## TEXT EXCERPT
★ ★ ★ ★ ★ ★ ★

CIA conducted cyber attacks against Iran after secret Trump order in 2018: ReportTrump’s secret authorization gave the CIA freedom in both the kinds of operations it conducts and who it targets, undoing many restrictions that had been in place under prior administrations, Yahoo News reported, citing former US officials with direct knowledge of the matter.

The US president gave the CIA freedom to both conduct cyber operations and its own covert cyber operations against Iran without getting approval from the White House, the report said.

The order removed many of the restrictions that had previously been placed on the spy agency by previous administrations, the report added.

The “very aggressive” finding “gave the agency very specific authorities to really take the fight offensively to a handful of adversarial countries,” a former US government official told Yahoo News.

According to another former official, Trump’s secret authorization allowed the CIA to engage in offensive cyber operations against “adversarial countries,” including Russia, China, Iran and North Korea.

 “The White House wanted a vehicle to strike back,” said the official. “And this was the way to do it.”

★ ★ ★ ★ ★ ★ ★

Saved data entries
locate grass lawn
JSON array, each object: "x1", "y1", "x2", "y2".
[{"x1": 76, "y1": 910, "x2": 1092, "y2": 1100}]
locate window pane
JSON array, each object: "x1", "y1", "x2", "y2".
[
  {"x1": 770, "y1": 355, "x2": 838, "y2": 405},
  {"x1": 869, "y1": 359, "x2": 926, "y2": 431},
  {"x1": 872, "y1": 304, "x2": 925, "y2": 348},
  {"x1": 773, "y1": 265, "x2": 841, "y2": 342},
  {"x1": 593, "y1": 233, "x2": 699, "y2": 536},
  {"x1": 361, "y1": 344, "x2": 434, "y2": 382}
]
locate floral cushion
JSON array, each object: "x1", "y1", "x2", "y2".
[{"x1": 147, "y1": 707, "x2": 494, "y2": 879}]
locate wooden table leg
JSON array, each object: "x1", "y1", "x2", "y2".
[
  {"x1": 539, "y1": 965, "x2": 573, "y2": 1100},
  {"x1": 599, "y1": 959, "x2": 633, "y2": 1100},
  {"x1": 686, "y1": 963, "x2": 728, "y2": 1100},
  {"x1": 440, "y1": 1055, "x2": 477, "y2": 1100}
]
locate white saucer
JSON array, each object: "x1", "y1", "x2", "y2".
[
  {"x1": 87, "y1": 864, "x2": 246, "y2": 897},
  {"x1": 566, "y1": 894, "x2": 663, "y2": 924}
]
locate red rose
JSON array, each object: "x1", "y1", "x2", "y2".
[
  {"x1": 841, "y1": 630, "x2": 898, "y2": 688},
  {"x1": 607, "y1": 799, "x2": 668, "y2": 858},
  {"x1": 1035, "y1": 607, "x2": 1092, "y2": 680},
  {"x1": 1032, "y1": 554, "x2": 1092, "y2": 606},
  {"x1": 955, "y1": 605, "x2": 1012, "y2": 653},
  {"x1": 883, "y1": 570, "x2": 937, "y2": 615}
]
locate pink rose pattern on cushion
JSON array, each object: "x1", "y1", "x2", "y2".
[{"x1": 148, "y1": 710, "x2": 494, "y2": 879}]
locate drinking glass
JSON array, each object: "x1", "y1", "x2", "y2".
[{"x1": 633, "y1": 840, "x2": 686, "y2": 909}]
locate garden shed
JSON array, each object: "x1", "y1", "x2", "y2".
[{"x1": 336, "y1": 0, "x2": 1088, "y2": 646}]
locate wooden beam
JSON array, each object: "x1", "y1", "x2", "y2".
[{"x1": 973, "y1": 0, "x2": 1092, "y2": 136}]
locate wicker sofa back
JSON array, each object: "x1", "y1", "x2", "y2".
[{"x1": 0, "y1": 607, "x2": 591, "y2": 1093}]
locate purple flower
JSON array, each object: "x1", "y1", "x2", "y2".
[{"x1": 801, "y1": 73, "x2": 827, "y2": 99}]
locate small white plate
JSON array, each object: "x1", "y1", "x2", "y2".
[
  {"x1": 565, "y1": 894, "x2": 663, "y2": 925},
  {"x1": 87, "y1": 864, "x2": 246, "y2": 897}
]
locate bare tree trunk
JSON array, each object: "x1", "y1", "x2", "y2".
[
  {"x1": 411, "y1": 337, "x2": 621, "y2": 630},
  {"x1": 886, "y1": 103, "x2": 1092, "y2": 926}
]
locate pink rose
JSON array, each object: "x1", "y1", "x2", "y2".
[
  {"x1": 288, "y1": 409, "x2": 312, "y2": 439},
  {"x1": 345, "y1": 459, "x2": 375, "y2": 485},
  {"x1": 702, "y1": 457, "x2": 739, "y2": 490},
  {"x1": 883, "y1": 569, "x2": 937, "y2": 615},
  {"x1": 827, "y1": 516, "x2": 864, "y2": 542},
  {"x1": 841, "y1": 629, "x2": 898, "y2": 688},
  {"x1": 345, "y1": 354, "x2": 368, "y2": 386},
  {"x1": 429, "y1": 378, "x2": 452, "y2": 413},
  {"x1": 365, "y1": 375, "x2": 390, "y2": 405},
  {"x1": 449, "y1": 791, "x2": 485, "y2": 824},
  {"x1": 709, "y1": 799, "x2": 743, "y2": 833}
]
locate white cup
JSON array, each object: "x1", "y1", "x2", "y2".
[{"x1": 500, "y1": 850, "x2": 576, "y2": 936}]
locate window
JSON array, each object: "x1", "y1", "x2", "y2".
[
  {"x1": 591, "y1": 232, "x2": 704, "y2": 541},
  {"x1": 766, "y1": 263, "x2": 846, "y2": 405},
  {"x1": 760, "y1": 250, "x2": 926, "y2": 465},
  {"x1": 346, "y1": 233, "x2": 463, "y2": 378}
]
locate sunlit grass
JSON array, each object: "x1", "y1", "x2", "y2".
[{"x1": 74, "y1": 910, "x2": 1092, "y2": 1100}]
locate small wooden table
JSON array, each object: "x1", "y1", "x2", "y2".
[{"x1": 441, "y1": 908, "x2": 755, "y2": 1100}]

★ ★ ★ ★ ★ ★ ★

## ACTIVITIES
A. Please reproduce the passage of the CIA article above from "The US president" to "told Yahoo News.", inclusive.
B. According to the CIA article, which countries did the authorization allow the CIA to target with offensive cyber operations?

## SOLUTIONS PER TASK
A.
The US president gave the CIA freedom to both conduct cyber operations and its own covert cyber operations against Iran without getting approval from the White House, the report said.

The order removed many of the restrictions that had previously been placed on the spy agency by previous administrations, the report added.

The “very aggressive” finding “gave the agency very specific authorities to really take the fight offensively to a handful of adversarial countries,” a former US government official told Yahoo News.

B. Russia, China, Iran and North Korea.